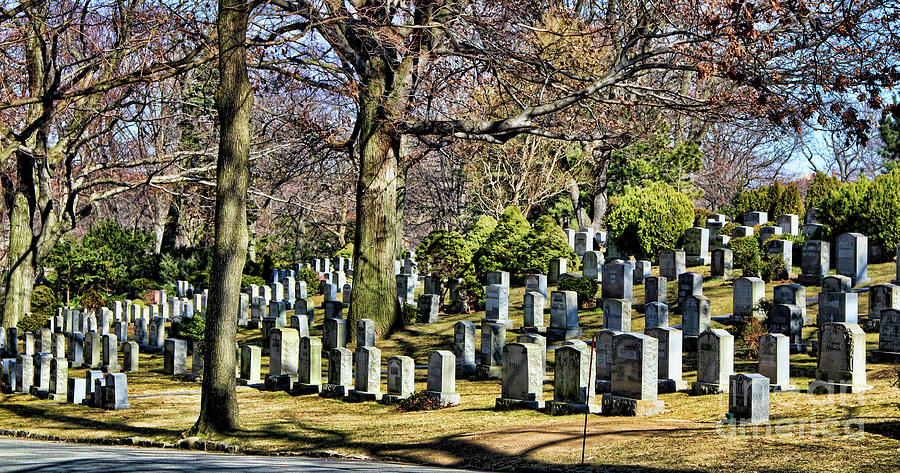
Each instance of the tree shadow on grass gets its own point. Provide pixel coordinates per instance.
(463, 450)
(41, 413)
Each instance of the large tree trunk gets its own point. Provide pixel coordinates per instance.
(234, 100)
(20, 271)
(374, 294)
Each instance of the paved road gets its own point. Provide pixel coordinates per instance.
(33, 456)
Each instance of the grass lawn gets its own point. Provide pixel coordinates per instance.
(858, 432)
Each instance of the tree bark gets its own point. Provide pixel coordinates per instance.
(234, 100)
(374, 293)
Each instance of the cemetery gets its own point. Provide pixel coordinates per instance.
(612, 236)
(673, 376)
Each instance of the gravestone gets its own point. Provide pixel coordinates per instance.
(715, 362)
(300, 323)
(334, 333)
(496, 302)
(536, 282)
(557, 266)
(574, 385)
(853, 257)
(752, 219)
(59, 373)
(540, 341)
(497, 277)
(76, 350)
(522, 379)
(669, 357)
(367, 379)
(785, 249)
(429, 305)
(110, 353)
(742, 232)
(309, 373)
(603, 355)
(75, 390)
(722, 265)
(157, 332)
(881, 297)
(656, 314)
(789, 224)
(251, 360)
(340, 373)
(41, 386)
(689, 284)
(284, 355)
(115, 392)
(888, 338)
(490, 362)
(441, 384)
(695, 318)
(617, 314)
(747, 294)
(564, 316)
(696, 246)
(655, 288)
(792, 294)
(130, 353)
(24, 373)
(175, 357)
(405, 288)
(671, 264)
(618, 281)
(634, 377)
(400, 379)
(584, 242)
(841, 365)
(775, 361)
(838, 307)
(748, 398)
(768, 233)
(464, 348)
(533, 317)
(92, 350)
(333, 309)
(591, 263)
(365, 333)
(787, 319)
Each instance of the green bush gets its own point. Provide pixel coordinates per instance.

---*---

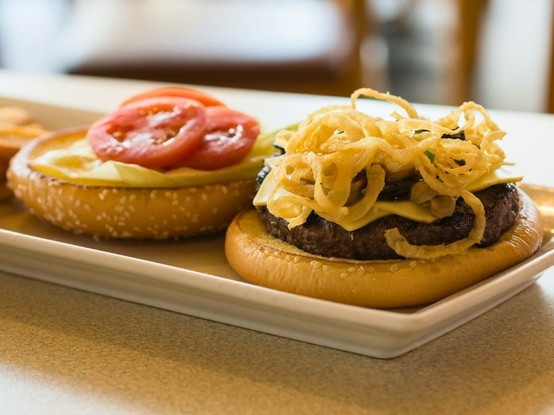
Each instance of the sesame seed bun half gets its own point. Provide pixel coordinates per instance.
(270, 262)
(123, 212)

---*---

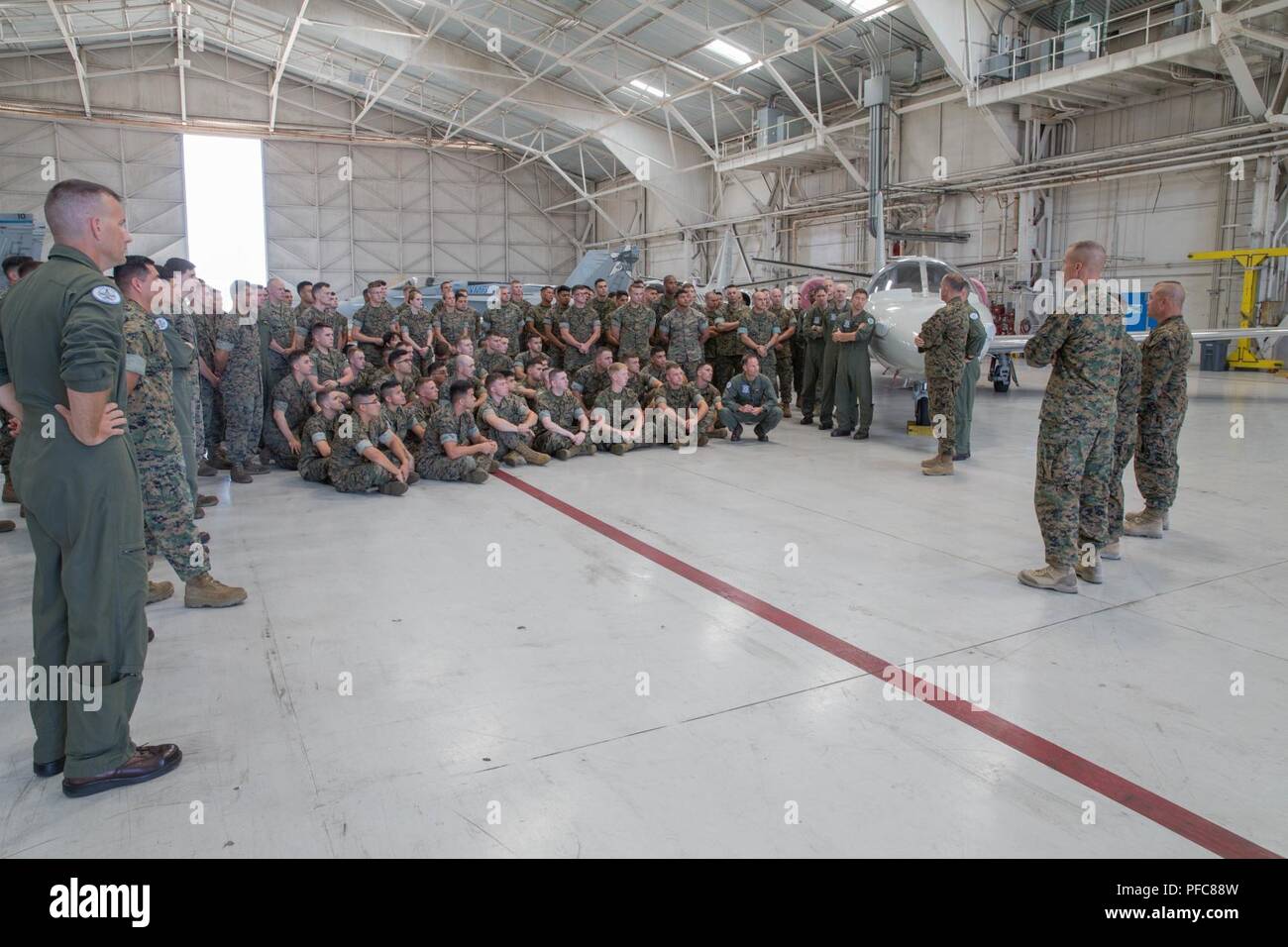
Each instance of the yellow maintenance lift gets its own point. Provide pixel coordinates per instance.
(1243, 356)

---*---

**What the task asks:**
Show each line of the records above that contains the string "gets", treating uppercase and lowercase as different.

**Solution below:**
Each instance of the tree shadow on grass gets its own point. Provide pixel coordinates per instance.
Each instance of the large tree trunk gets its own point. Provide pixel coordinates per instance.
Each instance of the paved road gets its own point. Provide pixel coordinates per instance.
Each instance of the grass lawn gets its own point. Provide pixel coordinates per instance.
Each instance of the tree bark gets its own point. Provide pixel coordinates per instance.
Each instance of the cemetery gets its own point. Provide pixel coordinates per instance.
Each instance of the gravestone gets its own point. Provide pixel coordinates per instance.
Each instance of the green bush gets its own point. Provide pixel coordinates per instance.
Each instance of the sesame seed bun half gets its own point. Provide pixel coordinates per instance.
Each instance of the yellow maintenance lift gets its own point. Provide pixel coordinates per instance.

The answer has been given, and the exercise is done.